> 課題の詳細:
以下のウミトロンでのキャリアをめぐる対談から、「最後に、辻村の「逸材」ポイントを他のメンバーに挙げてもらいました。」から「な流れがくるかもしれません。」までの部分を、一字一句変えずに引用してください。

> 文書本文:
佐藤:今まで過去から遡って学生時代、前職、ウミトロンに入社してから現在、というところまで話聞いてきたけど、今後のウミトロンでのキャリアで考えていることや、挑戦したいことはある?

辻村:海外での工場開拓や製造工程を整える、ということはやってみたい。海外出張の中でも、深センはかなり刺激的で面白かった。ものづくりのクオリティーの高さに驚いたね。あとは、設計にも携わりたい、というのはあるかな。ものづくりは好きだし、生産者にとって本当に必要なものを顧客起点で設計することに挑戦してみたい。

佐藤:へー!かねごん設計もできるんだ!

辻村:いや、できない笑。前職でも、工場に置いてある機械の一部の治具を設計することはあったけど、それくらいしかやったことない笑。でも、ウミトロンはやりたいって言えばやらせてくれそうだから。1から10まで全ての設計じゃなくても、イメージレベルの設計をして、誰かに書いてもらうとか。アイデアを出して、それを形にするのが面白そうだと思ってる。

佐藤:いいねー!かねごん設計のプロダクト、将来現場に届けよう!色々話聞く中で、かねごんが速攻でウミトロンに馴染んで楽しそうに働いている、その理由がわかった気がする。今日はありがとうございました!

辻村:自分と同じように、現状に違和感を抱えながらも「果たして他の会社でも通用するのか、必要とされるのか」という不安を抱いている人は多い気がする。でも、実際飛び込んでみると、そういうことを気にしなくなった。できるかどうか、失敗とかも気にする間もなく、気づいたら夢中で取り組んでる感じ。だから転職活動中に抱いてた不安は、今思うと大したことなかったなと。今回の自分の話が、誰かのキャリアの参考になったら嬉しいです。


最後に、辻村の「逸材」ポイントを他のメンバーに挙げてもらいました。

・現状把握が光速。全体感をつかんだ上で細部を詰めるスピードとクオリティを両立できるし、実行時にどこまでやるかの線引きが非常にうまい。スピード重視のウミトロンになくてはならない存在です。
・好奇心に駆られて動くメンバーが多い中で、事前に予想しているかのごとく抜け漏れなく確実にカバーしてくれます。彼のおかげで安心して製品設計に専念できるので、会社の開発スピードは確実に上がっています。優しい雰囲気の持ち主ですが、どんなタフな局面でも表情を変えることなく常に冷静に判断ができ、頼りになります。
・海洋環境で自律稼働するIoTプロダクトは、使用環境においても、求められる仕様においても、最も難しい技術課題。また、日進月歩でアジャイルにプロダクトを進化させたいスタートアップと、高品質のプロダクトを安定生産したいサプライヤーという、一見利害が相反しそうな双方の論理を理解した上で、難しい意思決定を日々こなしてくれています。これらは誰から見てもHard thingsなのに、飄々と乗り越えており、強い芯を持ったプロフェッショナルな人間だと尊敬の念を覚えます。

ソフトウェアエンジニアやビジネスサイドの求職者にとって、スタートアップというキャリア選択は珍しくなくなってきました。近い将来、ものづくりのエンジニアが次のキャリアにスタートアップを選択する、そんな流れがくるかもしれません。

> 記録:
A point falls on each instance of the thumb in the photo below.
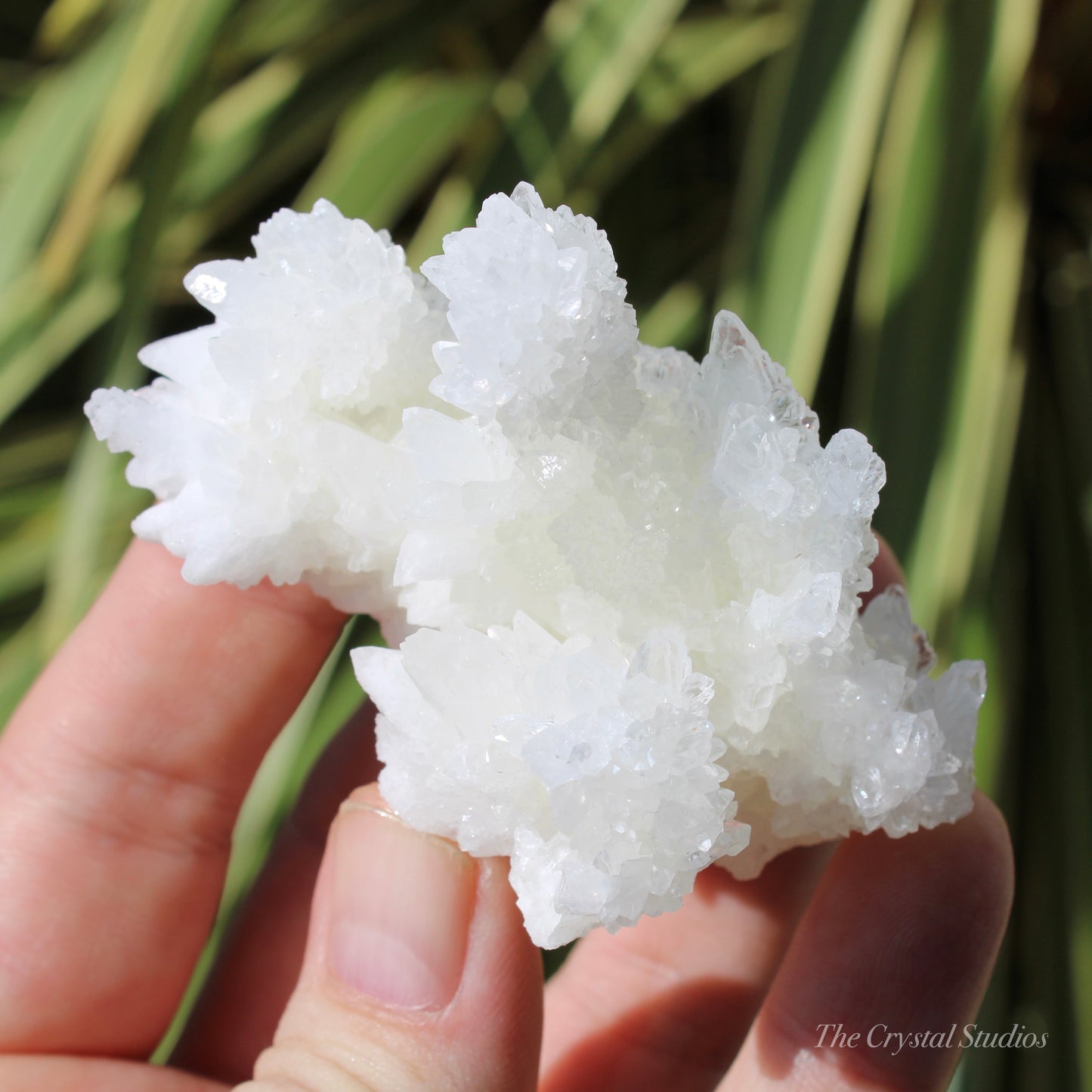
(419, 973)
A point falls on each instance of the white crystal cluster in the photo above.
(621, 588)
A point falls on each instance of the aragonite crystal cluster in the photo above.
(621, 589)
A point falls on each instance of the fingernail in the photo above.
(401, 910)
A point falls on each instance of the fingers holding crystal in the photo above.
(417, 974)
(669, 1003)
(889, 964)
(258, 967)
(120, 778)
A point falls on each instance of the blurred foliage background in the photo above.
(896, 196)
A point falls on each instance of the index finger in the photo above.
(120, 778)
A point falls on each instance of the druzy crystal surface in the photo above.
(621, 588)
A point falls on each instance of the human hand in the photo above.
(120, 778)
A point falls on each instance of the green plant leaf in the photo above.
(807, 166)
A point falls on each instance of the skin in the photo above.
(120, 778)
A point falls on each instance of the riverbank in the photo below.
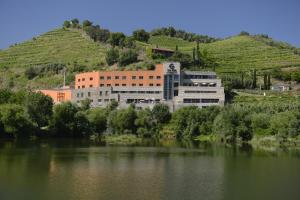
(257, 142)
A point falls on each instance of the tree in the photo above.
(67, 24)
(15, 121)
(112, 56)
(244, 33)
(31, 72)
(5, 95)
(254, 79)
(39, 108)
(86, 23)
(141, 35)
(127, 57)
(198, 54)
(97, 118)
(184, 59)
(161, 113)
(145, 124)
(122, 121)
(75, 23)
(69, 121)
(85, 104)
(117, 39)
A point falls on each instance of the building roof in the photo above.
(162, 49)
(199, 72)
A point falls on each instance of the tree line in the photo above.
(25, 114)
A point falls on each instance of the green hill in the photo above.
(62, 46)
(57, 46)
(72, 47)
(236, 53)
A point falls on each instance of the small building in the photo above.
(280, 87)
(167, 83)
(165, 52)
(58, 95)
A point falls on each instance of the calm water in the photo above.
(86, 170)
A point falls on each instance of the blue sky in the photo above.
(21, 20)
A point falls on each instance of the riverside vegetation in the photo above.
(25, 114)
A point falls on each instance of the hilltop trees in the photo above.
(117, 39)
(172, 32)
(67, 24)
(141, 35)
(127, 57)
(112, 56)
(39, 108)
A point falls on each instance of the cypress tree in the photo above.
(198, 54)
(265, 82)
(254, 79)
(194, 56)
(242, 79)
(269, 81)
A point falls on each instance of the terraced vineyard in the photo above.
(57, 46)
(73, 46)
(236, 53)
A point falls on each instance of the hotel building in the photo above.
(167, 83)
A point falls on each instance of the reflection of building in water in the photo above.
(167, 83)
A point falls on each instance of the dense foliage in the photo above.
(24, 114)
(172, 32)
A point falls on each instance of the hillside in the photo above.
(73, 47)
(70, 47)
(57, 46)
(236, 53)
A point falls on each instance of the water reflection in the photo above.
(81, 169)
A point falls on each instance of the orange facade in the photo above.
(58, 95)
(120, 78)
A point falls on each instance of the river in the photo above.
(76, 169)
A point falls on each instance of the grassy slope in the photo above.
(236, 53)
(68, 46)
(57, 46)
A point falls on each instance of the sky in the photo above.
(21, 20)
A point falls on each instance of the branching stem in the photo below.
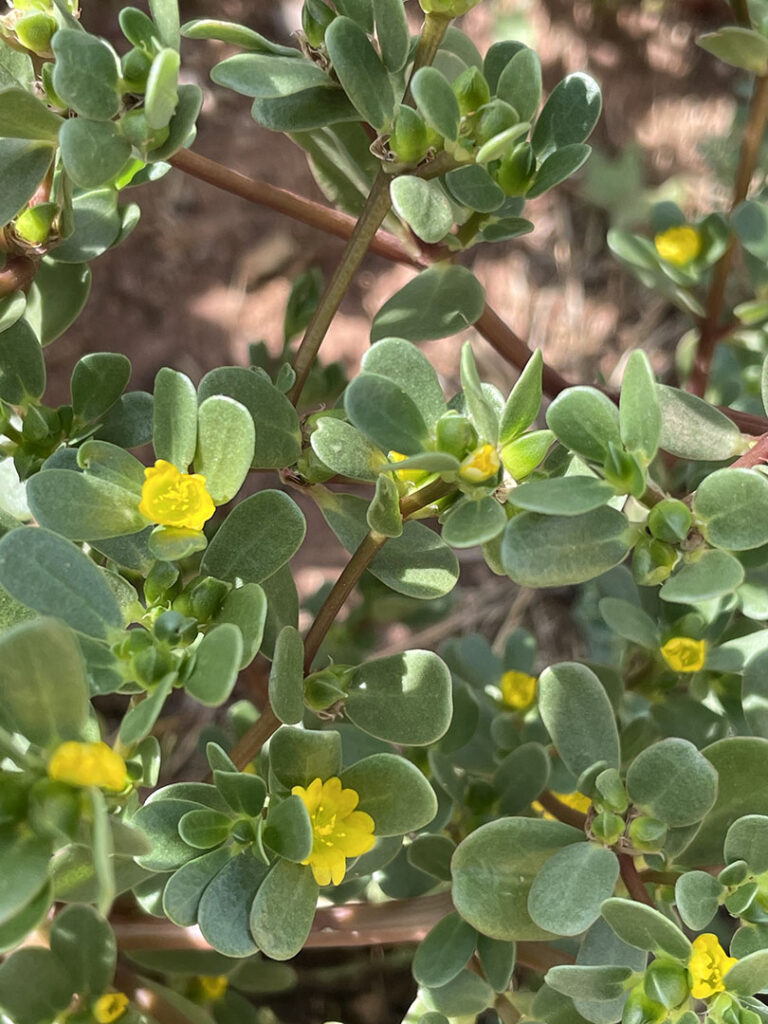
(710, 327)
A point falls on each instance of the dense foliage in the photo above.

> 課題の解答:
最後に、辻村の「逸材」ポイントを他のメンバーに挙げてもらいました。

・現状把握が光速。全体感をつかんだ上で細部を詰めるスピードとクオリティを両立できるし、実行時にどこまでやるかの線引きが非常にうまい。スピード重視のウミトロンになくてはならない存在です。
・好奇心に駆られて動くメンバーが多い中で、事前に予想しているかのごとく抜け漏れなく確実にカバーしてくれます。彼のおかげで安心して製品設計に専念できるので、会社の開発スピードは確実に上がっています。優しい雰囲気の持ち主ですが、どんなタフな局面でも表情を変えることなく常に冷静に判断ができ、頼りになります。
・海洋環境で自律稼働するIoTプロダクトは、使用環境においても、求められる仕様においても、最も難しい技術課題。また、日進月歩でアジャイルにプロダクトを進化させたいスタートアップと、高品質のプロダクトを安定生産したいサプライヤーという、一見利害が相反しそうな双方の論理を理解した上で、難しい意思決定を日々こなしてくれています。これらは誰から見てもHard thingsなのに、飄々と乗り越えており、強い芯を持ったプロフェッショナルな人間だと尊敬の念を覚えます。

ソフトウェアエンジニアやビジネスサイドの求職者にとって、スタートアップというキャリア選択は珍しくなくなってきました。近い将来、ものづくりのエンジニアが次のキャリアにスタートアップを選択する、そんな流れがくるかもしれません。